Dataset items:
■ ■ ■

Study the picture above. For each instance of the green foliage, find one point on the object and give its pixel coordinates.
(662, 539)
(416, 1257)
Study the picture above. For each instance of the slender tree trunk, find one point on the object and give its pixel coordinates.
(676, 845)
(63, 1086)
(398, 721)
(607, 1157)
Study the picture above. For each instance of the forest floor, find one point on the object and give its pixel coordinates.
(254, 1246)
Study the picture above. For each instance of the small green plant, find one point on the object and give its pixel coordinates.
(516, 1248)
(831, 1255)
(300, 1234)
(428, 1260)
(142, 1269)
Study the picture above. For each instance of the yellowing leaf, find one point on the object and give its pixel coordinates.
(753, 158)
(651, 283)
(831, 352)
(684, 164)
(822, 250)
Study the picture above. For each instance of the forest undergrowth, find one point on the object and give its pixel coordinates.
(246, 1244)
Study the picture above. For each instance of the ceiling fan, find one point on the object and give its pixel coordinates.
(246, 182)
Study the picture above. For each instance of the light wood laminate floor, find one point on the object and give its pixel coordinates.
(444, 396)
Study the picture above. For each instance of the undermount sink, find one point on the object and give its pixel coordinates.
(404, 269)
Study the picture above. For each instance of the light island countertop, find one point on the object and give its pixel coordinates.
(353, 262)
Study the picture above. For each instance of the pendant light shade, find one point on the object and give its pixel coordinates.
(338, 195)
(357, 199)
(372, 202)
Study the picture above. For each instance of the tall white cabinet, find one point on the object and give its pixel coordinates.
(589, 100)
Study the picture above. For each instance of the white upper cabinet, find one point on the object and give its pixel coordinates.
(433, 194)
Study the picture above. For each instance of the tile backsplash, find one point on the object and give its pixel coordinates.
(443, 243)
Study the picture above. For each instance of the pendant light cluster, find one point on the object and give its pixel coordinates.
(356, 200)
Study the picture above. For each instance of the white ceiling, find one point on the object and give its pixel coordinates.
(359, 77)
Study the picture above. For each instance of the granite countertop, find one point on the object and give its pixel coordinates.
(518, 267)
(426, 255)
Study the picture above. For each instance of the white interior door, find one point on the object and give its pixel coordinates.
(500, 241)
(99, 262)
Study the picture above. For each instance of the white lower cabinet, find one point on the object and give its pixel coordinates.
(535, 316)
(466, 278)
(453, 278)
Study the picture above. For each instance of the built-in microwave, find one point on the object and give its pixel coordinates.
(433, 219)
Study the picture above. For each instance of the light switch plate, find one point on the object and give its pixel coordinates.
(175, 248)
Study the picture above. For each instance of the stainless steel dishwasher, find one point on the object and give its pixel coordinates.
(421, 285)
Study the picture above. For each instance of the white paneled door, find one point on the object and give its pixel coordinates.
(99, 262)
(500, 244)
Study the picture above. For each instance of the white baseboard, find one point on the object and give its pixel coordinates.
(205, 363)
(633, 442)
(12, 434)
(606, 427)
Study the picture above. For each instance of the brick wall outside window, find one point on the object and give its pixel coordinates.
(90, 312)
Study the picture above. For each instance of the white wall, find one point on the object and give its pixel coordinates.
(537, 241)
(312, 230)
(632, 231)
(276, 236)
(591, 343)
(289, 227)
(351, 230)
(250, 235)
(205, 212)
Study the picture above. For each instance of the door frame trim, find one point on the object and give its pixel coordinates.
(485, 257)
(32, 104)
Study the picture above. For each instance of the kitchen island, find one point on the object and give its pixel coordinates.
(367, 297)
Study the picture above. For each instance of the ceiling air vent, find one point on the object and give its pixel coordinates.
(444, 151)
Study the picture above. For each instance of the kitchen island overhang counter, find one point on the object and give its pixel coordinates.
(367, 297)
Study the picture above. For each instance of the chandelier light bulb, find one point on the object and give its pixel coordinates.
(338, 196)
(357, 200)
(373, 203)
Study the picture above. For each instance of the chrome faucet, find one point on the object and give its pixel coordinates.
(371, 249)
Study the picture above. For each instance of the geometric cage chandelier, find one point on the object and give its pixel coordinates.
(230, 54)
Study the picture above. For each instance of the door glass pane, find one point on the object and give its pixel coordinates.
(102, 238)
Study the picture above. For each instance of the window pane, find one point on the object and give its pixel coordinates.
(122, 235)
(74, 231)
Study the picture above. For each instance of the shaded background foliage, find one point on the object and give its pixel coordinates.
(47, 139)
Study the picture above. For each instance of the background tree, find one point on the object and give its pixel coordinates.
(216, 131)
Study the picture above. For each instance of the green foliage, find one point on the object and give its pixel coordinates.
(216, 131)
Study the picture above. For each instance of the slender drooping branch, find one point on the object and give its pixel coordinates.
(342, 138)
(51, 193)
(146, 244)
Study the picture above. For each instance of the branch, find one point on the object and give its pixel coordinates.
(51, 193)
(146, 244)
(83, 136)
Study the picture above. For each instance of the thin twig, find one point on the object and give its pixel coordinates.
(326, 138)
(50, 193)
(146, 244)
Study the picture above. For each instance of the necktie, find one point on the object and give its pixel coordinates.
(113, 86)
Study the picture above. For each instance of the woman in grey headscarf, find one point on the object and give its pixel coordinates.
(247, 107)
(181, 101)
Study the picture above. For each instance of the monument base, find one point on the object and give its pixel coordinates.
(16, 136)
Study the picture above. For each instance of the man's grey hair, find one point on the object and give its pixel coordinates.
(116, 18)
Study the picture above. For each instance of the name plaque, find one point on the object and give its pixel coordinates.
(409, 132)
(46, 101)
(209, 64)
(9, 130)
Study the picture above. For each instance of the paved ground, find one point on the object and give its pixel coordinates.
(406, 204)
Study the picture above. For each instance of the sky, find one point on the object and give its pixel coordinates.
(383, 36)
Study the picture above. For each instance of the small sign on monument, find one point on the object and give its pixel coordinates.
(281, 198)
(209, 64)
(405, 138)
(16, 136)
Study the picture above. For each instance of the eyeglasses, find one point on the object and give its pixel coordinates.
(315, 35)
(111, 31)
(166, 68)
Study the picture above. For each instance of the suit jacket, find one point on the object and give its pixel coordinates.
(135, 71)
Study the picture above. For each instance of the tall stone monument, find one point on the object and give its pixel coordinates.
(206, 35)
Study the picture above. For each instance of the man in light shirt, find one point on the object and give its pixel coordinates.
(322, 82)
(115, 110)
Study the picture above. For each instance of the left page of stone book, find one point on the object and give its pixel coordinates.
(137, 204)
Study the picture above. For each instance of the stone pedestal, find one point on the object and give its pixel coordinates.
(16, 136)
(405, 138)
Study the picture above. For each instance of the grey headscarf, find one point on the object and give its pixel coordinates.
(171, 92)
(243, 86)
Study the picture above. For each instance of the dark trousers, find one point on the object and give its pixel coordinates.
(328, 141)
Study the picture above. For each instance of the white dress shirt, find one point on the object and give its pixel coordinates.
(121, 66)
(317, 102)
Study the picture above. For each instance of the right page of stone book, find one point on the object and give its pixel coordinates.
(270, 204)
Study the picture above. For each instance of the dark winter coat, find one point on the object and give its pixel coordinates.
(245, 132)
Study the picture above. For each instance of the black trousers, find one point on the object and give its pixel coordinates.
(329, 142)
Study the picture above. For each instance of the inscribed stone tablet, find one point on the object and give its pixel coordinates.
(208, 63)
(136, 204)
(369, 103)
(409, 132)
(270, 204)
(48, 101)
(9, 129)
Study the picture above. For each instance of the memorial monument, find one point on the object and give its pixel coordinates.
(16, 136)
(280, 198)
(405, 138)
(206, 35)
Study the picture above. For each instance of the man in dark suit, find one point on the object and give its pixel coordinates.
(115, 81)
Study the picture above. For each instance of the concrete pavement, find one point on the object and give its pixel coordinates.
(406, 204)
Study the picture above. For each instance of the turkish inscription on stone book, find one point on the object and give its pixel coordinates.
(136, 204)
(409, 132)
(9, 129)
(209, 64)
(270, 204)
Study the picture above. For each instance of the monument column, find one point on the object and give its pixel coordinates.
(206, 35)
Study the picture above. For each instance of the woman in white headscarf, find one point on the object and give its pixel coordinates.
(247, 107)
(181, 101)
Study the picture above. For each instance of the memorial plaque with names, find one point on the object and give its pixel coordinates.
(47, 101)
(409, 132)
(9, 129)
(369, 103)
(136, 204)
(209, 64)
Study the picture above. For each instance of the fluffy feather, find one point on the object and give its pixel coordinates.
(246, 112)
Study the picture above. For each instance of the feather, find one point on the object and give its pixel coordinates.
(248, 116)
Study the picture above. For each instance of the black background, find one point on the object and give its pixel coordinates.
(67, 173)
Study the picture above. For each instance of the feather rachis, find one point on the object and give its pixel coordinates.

■ ■ ■

* _Stated exercise_: Starting at the line that contains "man in dark", print every line through the end of the listing, word for word. Leave out all the rest.

* _Correct answer_:
Study the picture above. For each instance of the man in dark suit, find one point on the object and give its pixel coordinates.
(115, 81)
Study the picture above. For each instance of the concrete pavement, find one point on the object and give its pixel coordinates.
(406, 204)
Study the picture above. For each instance of the turkish inscription on stone book, find one point on the object and give its pixel coordinates.
(136, 204)
(409, 132)
(9, 129)
(209, 64)
(270, 204)
Study the picture above. For each instance of the monument column, find one point on the object and give its pixel coordinates.
(206, 35)
Study the picture above. For each instance of the woman in white headscarf, find one point on the object and give its pixel coordinates.
(247, 107)
(181, 101)
Study the picture above. For each instance of the memorial plaque with names, find one point on the object and give its pixel coordinates.
(47, 101)
(409, 132)
(9, 129)
(369, 103)
(136, 204)
(209, 64)
Study the picture above. For each instance of the fluffy feather, find one point on the object and give its pixel coordinates.
(246, 112)
Study the picture above. For each instance of the feather, find one point on the object and give its pixel coordinates.
(248, 116)
Study the picture above. For each instance of the black background, find one point on the object and give its pixel coordinates.
(67, 173)
Study the picture above. For each instance of the feather rachis, find one point on the object and give its pixel coordinates.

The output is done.